TASK OBJECTIVE: Can you revise the data below so that "interior door" becomes "cabinet door", keeping everything else unchanged and leaving out the pictures?

(Lines of data)
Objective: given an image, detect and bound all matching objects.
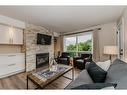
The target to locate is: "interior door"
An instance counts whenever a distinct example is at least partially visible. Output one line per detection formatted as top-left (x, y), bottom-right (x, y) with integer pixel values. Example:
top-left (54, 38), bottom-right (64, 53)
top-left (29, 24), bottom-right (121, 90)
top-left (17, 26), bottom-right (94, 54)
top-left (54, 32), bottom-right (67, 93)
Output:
top-left (117, 20), bottom-right (124, 60)
top-left (0, 25), bottom-right (10, 44)
top-left (13, 28), bottom-right (23, 45)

RESULT FOR THIS TASK:
Objective: given an image, detect and bound all matching objects.
The target to locate is: "cabinet door"
An instance counts whenever a distinct example is at least partially visible. Output one line per detection formatted as top-left (x, y), bottom-right (x, y) with integer pixel values. Example:
top-left (54, 38), bottom-right (64, 53)
top-left (29, 24), bottom-right (121, 90)
top-left (17, 26), bottom-right (94, 54)
top-left (54, 32), bottom-right (67, 93)
Output:
top-left (117, 20), bottom-right (124, 60)
top-left (0, 25), bottom-right (10, 44)
top-left (13, 28), bottom-right (23, 45)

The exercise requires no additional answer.